§ **TEXTO DE ESTUDO**:
::::::

O pesquisador afirma que as vilas eram meios de controle social. No início do século XX, em São Paulo, era muito disseminada a ideia de “higienização” do ambiente urbano através da eliminação de cortiços. Uma alternativa encontrada foi a construção de vilas operárias. Seu advento proveio de uma série de fatores sociais e econômicos interligados entre si. “As pessoas menos favorecidas queriam morar no centro de São Paulo”, diz Fiaschetti, “mas não tinham casa, por uma questão de salário”.

Empresas paulistanas viram aí uma oportunidade: com o grande “boom” econômico causado pela indústria cafeeira, a busca por destaque no mercado mundial crescia exponencialmente. Para tal, precisavam de lucros maiores, o que por sua vez demandava mão de obra barata. O pesquisador comenta que “A construção de uma vila operária vem justamente nesse sentido. Quando você provém habitação para um operário seu, automaticamente você deduz do salário dele esse custo. É um grande movimento de amortização.”

::::::

§ **DADOS FORNECIDOS**:
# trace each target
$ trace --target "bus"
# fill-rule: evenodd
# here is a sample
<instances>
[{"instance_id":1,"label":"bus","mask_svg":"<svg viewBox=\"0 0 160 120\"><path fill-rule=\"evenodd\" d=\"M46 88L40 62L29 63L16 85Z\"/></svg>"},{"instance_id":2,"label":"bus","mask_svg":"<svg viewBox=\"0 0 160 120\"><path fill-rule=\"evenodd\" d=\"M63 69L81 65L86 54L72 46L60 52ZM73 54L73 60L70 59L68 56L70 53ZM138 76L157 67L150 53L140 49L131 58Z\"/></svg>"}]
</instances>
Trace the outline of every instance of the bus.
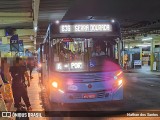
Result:
<instances>
[{"instance_id":1,"label":"bus","mask_svg":"<svg viewBox=\"0 0 160 120\"><path fill-rule=\"evenodd\" d=\"M123 100L121 31L116 20L51 23L40 45L41 80L54 103Z\"/></svg>"}]
</instances>

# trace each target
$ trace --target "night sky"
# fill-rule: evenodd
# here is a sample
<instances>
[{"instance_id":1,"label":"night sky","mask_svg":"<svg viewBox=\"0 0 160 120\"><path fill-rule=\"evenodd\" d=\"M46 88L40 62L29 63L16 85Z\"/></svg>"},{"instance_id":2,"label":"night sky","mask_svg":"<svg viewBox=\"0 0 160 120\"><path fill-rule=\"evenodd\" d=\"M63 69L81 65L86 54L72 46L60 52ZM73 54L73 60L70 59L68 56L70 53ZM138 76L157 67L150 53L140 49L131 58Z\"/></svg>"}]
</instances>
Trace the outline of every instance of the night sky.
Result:
<instances>
[{"instance_id":1,"label":"night sky","mask_svg":"<svg viewBox=\"0 0 160 120\"><path fill-rule=\"evenodd\" d=\"M76 0L64 19L107 16L118 20L160 19L160 0Z\"/></svg>"}]
</instances>

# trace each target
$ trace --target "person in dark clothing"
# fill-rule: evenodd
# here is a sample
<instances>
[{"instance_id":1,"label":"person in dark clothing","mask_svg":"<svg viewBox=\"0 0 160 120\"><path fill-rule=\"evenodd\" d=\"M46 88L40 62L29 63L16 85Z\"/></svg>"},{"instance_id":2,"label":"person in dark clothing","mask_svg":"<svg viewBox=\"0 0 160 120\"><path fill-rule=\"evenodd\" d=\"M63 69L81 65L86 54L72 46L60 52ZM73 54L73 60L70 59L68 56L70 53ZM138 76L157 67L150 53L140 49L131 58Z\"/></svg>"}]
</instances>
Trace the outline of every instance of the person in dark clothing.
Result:
<instances>
[{"instance_id":1,"label":"person in dark clothing","mask_svg":"<svg viewBox=\"0 0 160 120\"><path fill-rule=\"evenodd\" d=\"M10 67L10 73L12 76L12 91L15 107L18 109L22 98L27 110L31 111L32 108L27 92L27 86L30 86L29 75L27 73L27 68L23 65L22 58L16 58L16 64ZM25 78L27 78L28 81L27 85L25 84Z\"/></svg>"},{"instance_id":2,"label":"person in dark clothing","mask_svg":"<svg viewBox=\"0 0 160 120\"><path fill-rule=\"evenodd\" d=\"M28 58L28 63L27 63L27 67L29 69L29 73L30 73L30 79L32 79L32 71L34 69L34 60L32 58Z\"/></svg>"}]
</instances>

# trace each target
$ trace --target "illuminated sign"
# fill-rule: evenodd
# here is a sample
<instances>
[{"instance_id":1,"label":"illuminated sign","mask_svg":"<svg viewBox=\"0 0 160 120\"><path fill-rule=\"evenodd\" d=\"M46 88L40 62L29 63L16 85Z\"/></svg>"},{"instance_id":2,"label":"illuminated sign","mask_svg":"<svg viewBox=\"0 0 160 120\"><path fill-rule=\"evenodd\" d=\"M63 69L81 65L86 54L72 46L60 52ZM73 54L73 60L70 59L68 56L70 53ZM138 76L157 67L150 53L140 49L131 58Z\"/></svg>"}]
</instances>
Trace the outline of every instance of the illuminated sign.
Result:
<instances>
[{"instance_id":1,"label":"illuminated sign","mask_svg":"<svg viewBox=\"0 0 160 120\"><path fill-rule=\"evenodd\" d=\"M77 32L111 32L110 24L75 24L60 25L60 33L77 33Z\"/></svg>"}]
</instances>

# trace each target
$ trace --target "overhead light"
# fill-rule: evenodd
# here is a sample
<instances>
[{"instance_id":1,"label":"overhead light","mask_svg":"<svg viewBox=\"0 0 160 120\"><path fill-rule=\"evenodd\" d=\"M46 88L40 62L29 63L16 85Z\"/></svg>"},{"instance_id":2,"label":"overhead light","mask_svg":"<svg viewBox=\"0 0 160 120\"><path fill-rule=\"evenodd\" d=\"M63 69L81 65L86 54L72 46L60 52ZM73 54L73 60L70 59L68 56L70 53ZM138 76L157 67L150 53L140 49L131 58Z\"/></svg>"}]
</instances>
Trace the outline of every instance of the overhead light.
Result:
<instances>
[{"instance_id":1,"label":"overhead light","mask_svg":"<svg viewBox=\"0 0 160 120\"><path fill-rule=\"evenodd\" d=\"M59 20L56 20L55 23L56 23L56 24L59 24Z\"/></svg>"},{"instance_id":2,"label":"overhead light","mask_svg":"<svg viewBox=\"0 0 160 120\"><path fill-rule=\"evenodd\" d=\"M152 37L144 37L142 38L142 41L149 41L149 40L152 40L153 38Z\"/></svg>"}]
</instances>

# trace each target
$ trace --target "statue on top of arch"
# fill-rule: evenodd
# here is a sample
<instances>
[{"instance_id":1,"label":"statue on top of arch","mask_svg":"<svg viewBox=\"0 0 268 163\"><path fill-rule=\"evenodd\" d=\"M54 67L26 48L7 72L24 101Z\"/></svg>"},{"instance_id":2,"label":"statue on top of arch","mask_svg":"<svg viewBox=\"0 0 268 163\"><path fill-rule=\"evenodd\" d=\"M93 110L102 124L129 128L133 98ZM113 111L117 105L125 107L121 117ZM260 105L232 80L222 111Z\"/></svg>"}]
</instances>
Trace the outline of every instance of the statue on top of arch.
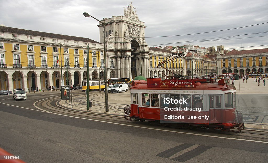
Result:
<instances>
[{"instance_id":1,"label":"statue on top of arch","mask_svg":"<svg viewBox=\"0 0 268 163\"><path fill-rule=\"evenodd\" d=\"M131 2L129 5L128 6L126 9L124 7L124 14L125 16L132 19L135 18L135 19L136 19L139 20L139 16L136 13L137 10L134 10L134 9L136 9L133 6L132 2Z\"/></svg>"}]
</instances>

::::::

Devolva na íntegra o texto sobre as vilas operárias de São Paulo, sem mudar nenhuma palavra nem a pontuação.

§ **RESPOSTA AO PROBLEMA**:
O pesquisador afirma que as vilas eram meios de controle social. No início do século XX, em São Paulo, era muito disseminada a ideia de “higienização” do ambiente urbano através da eliminação de cortiços. Uma alternativa encontrada foi a construção de vilas operárias. Seu advento proveio de uma série de fatores sociais e econômicos interligados entre si. “As pessoas menos favorecidas queriam morar no centro de São Paulo”, diz Fiaschetti, “mas não tinham casa, por uma questão de salário”.

Empresas paulistanas viram aí uma oportunidade: com o grande “boom” econômico causado pela indústria cafeeira, a busca por destaque no mercado mundial crescia exponencialmente. Para tal, precisavam de lucros maiores, o que por sua vez demandava mão de obra barata. O pesquisador comenta que “A construção de uma vila operária vem justamente nesse sentido. Quando você provém habitação para um operário seu, automaticamente você deduz do salário dele esse custo. É um grande movimento de amortização.”